| Passage provided |
# # # #
The speakers at the Olympia Awards ceremony standing behind a table in the Old Parliament in Athens

With 2500 entries, the 2018 Olympia Health & Nutrition Awards included more samples than any other olive oil competition in the world. Yet this was not its major claim to fame. Most olive oil contests focus on panel tests of flavor and aroma, but the Olympia Awards emphasize extra virgin olive oil’s health benefits and scientific evidence of these benefits.

Why focus on olive oil’s health benefits? As Dr. Eleni Melliou, president of the nonprofit World Olive Center for Health, said, “we have in our hands very serious data about the therapeutic properties of high phenolic olive oil.” Some of that data was presented for the first time on May 17 at the Old Parliament in Athens, with more than 400 olive oil producers and scientists in the audience. 

Six years ago, the European Food Safety Authority (EFSA) approved Regulation 432/2012, which states, “olive oil polyphenols contribute to the protection of blood lipids from oxidative stress.” The EFSA limited this health claim to certain polyphenols, including oleacein and oleocanthal, and to olive oils that contain “at least 5mg of hydroxytyrosol and its derivatives … per 20mg of olive oil.” These are the polyphenols and minimum amounts considered for the Olympia Awards, but many of the awarded olive oils include far more healthy polyphenols than this.
# # # #
| Data for review |
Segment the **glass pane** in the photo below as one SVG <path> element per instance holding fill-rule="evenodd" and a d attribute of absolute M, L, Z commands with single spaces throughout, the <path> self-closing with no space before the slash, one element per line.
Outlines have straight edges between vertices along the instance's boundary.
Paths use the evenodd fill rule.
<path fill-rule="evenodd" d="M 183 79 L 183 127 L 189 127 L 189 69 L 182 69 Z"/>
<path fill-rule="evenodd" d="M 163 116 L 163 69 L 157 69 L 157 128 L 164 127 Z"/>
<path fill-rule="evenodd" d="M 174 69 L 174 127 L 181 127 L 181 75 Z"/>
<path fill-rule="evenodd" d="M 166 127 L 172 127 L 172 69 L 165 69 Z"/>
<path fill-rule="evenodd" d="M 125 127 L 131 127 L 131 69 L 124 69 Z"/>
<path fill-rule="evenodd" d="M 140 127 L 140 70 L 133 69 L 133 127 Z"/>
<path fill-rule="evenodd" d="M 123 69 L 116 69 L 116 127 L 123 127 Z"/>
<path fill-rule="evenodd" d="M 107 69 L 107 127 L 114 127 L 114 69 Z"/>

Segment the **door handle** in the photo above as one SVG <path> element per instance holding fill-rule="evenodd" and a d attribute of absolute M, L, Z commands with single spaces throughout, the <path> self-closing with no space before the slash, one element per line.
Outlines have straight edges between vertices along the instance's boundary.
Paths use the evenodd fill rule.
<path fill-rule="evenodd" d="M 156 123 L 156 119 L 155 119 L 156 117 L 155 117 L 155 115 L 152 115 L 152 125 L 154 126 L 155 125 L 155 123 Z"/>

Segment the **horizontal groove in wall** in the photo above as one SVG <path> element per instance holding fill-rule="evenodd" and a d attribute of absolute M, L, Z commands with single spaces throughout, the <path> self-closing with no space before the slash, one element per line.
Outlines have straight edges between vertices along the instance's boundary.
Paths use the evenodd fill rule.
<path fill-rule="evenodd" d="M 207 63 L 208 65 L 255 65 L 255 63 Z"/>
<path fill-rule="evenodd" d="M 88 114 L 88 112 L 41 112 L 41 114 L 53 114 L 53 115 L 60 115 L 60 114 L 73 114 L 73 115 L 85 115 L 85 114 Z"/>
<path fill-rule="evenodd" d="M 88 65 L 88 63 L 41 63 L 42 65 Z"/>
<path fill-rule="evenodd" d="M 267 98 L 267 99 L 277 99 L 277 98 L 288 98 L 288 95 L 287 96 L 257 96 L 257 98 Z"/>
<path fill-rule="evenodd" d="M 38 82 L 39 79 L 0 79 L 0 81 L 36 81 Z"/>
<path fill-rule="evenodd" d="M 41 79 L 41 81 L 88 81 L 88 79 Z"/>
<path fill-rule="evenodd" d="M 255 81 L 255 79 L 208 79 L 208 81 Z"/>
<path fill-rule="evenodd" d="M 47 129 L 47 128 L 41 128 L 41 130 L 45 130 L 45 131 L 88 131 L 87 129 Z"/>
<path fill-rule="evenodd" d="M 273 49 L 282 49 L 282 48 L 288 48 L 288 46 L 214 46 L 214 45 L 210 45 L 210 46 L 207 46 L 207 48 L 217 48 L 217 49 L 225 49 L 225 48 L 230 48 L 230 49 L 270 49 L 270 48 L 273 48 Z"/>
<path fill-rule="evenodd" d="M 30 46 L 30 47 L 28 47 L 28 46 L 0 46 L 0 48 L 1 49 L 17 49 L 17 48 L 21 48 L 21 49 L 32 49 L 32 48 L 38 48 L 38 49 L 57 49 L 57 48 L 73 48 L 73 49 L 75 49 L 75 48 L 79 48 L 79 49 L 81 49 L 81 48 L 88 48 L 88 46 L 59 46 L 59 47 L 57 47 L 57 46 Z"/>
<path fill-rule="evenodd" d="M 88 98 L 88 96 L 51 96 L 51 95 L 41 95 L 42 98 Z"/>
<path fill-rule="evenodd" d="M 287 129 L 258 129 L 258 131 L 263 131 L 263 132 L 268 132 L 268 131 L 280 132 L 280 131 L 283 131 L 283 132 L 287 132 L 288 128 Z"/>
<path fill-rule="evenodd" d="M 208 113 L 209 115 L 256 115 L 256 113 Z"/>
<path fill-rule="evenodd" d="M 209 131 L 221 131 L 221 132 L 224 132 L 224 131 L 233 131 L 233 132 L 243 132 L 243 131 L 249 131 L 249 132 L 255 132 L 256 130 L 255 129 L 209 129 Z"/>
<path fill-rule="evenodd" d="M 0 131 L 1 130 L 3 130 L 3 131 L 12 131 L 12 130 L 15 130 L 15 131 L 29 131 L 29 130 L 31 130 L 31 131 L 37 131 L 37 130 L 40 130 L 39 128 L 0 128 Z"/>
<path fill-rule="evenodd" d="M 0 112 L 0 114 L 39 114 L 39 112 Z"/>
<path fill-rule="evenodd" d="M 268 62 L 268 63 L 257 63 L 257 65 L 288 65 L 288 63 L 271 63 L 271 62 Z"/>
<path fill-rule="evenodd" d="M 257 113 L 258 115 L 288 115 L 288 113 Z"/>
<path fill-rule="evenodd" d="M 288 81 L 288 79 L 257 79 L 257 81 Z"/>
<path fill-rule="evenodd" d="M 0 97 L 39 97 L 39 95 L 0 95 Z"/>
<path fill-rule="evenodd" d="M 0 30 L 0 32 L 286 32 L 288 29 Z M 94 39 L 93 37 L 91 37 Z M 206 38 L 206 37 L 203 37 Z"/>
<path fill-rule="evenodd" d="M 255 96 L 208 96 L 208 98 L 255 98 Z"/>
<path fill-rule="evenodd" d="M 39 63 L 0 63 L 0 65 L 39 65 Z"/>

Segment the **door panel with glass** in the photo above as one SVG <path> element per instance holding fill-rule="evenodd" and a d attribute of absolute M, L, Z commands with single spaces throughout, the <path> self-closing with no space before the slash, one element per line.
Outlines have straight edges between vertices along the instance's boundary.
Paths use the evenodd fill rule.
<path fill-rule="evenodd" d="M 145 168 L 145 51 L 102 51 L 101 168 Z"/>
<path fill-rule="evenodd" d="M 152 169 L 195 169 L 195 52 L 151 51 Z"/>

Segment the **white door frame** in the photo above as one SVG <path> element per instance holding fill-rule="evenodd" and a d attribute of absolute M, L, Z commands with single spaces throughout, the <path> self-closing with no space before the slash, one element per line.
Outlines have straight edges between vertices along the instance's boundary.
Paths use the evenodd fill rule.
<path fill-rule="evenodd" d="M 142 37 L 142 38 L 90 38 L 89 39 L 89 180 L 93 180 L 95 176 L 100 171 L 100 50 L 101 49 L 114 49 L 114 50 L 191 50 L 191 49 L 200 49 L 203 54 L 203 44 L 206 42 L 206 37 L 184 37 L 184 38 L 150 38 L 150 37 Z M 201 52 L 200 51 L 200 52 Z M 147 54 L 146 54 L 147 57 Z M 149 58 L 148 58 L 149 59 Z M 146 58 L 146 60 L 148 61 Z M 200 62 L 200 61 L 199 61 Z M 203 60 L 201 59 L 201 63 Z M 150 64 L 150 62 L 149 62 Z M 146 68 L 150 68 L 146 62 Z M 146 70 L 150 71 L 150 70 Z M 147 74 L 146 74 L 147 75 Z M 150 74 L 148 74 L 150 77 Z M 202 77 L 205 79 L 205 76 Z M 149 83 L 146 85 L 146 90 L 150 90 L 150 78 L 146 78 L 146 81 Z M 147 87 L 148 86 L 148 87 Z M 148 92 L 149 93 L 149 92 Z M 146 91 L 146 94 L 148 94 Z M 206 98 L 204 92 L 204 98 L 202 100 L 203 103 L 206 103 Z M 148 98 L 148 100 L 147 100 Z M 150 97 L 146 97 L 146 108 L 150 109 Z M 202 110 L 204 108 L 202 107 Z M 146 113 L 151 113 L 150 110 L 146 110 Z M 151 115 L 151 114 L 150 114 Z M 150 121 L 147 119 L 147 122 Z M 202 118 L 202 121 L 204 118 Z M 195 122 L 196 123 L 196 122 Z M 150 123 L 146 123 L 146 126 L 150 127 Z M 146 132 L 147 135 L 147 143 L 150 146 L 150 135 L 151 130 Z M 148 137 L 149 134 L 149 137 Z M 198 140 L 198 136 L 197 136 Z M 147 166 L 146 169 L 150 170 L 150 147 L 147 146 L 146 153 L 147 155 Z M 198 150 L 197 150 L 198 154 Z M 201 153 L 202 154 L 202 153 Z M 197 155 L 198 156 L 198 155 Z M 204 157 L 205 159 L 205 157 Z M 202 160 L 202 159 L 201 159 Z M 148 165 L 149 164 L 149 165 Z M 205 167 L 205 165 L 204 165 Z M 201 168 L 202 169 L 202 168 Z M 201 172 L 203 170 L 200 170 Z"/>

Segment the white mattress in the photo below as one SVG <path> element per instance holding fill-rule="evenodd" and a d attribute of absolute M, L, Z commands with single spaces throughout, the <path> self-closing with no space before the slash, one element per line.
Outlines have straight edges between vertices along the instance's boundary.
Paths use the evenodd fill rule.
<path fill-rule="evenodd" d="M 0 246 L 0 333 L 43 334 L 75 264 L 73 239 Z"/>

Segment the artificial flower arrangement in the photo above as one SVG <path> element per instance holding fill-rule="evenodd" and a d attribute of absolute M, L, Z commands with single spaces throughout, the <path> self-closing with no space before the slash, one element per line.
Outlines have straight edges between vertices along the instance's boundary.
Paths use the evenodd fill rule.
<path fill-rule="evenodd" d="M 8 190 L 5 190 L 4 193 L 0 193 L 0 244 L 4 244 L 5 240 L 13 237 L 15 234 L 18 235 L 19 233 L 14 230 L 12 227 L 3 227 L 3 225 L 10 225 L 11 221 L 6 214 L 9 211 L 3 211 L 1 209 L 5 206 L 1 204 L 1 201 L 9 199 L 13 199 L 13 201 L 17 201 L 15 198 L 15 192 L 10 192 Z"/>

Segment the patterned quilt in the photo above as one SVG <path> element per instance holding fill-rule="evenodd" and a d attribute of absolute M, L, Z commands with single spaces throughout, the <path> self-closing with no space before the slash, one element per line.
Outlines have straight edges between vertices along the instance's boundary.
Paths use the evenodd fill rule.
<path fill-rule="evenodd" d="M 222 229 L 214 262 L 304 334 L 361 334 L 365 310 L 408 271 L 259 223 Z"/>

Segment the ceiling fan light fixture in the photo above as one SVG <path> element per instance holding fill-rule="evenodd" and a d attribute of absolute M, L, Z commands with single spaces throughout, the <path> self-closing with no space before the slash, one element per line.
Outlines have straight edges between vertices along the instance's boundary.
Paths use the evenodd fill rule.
# # # #
| Problems and tasks |
**a)** Return the part of the olive oil awards article from "Six years ago, the" to "polyphenols than this.", word for word.
**b)** Answer these questions from the olive oil awards article:
(i) How many entries did the 2018 Olympia Health & Nutrition Awards include?
(ii) On what date was data presented at the Old Parliament in Athens?
(iii) Which regulation did the European Food Safety Authority approve six years earlier?

| Solution set |
**a)**
Six years ago, the European Food Safety Authority (EFSA) approved Regulation 432/2012, which states, “olive oil polyphenols contribute to the protection of blood lipids from oxidative stress.” The EFSA limited this health claim to certain polyphenols, including oleacein and oleocanthal, and to olive oils that contain “at least 5mg of hydroxytyrosol and its derivatives … per 20mg of olive oil.” These are the polyphenols and minimum amounts considered for the Olympia Awards, but many of the awarded olive oils include far more healthy polyphenols than this.

**b)**
(i) 2500 entries.
(ii) May 17.
(iii) Regulation 432/2012.